> _Exercise_
Render the material between the lines holding "We need you to process the image below and detect smaller" and "[191,95,220,124]", inclusive, as a two-column CSV with the headers input and output. Give one row for each text and its answer, put each in a single quoted field with line breaks turned into spaces, and leave the pictures out.

>> START

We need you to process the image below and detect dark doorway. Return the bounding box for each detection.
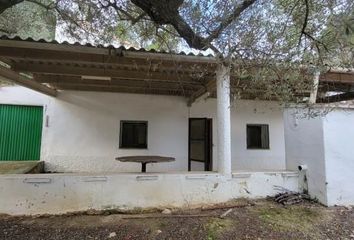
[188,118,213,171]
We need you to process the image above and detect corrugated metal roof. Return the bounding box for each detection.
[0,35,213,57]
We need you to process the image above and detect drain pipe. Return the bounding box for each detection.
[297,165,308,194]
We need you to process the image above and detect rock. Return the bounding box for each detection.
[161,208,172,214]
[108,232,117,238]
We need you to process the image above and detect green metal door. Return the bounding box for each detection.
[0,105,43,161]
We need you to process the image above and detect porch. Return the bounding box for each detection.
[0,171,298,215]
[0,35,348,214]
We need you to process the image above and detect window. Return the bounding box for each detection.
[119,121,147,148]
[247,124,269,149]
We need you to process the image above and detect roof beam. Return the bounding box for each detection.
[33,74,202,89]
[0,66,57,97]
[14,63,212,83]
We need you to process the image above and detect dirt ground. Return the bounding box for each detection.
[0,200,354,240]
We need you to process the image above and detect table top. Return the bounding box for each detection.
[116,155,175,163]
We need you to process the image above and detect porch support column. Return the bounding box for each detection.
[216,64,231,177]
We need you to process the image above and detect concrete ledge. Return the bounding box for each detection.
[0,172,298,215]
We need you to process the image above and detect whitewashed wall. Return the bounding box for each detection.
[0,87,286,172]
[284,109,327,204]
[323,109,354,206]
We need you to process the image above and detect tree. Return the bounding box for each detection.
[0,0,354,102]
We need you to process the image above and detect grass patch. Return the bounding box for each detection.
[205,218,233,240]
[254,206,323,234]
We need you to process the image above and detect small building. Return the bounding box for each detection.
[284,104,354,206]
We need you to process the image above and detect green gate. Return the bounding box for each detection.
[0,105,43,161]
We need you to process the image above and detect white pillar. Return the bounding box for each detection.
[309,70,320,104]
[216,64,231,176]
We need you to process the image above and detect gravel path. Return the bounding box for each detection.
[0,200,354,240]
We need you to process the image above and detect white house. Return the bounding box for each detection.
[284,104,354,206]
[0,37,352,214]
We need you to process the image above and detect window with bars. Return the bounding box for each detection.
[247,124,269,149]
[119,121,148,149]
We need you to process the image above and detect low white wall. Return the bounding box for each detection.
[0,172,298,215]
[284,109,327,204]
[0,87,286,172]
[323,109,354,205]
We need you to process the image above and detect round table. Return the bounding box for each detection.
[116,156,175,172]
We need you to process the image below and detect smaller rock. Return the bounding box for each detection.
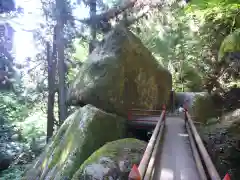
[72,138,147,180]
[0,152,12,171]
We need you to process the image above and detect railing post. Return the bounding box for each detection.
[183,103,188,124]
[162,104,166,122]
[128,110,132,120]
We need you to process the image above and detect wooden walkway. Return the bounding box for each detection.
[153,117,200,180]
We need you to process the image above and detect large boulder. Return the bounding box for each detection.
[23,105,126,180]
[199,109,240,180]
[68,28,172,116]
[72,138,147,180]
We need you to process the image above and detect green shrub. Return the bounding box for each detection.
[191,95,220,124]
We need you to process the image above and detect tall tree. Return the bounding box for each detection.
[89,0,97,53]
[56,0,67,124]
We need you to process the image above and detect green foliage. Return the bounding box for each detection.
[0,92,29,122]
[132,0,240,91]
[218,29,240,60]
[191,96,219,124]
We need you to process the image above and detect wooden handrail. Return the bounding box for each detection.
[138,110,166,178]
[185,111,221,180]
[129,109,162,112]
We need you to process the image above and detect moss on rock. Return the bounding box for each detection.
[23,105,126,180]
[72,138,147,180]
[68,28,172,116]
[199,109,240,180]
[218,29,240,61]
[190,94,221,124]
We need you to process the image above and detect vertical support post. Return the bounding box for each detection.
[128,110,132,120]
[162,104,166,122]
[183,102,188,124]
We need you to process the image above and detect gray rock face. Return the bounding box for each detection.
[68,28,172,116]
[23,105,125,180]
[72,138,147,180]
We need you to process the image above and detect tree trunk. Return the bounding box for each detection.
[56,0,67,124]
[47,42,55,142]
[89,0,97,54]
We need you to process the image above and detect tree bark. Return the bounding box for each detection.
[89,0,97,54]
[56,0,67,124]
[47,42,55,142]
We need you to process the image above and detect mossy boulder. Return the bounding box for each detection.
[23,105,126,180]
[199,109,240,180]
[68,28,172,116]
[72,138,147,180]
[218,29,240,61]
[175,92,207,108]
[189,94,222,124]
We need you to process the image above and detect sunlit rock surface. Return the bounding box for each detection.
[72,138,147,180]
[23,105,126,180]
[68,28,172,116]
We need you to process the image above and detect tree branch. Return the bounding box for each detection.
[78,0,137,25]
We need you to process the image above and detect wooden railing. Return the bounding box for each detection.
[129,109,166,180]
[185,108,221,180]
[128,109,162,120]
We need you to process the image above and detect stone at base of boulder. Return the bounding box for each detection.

>> END

> _Final result_
input,output
"We need you to process the image below and detect smaller rock. Return the bounding box for each detection.","[72,138,147,180] [0,152,12,171]"
"We need you to process the image above and detect railing post. Return the bounding box for each detection.","[183,103,188,124] [162,104,166,122] [128,110,132,120]"
"We need you to process the image above and detect wooden walkway. Return the bounding box for each detection.","[153,117,200,180]"
"We need you to process the image above and detect large boulder. Return the bounding box for each detection.","[23,105,126,180] [199,109,240,180] [68,28,172,116] [72,138,147,180]"
"We need you to process the image above and detect green shrub. Return the bounding box for each detection.","[191,95,220,124]"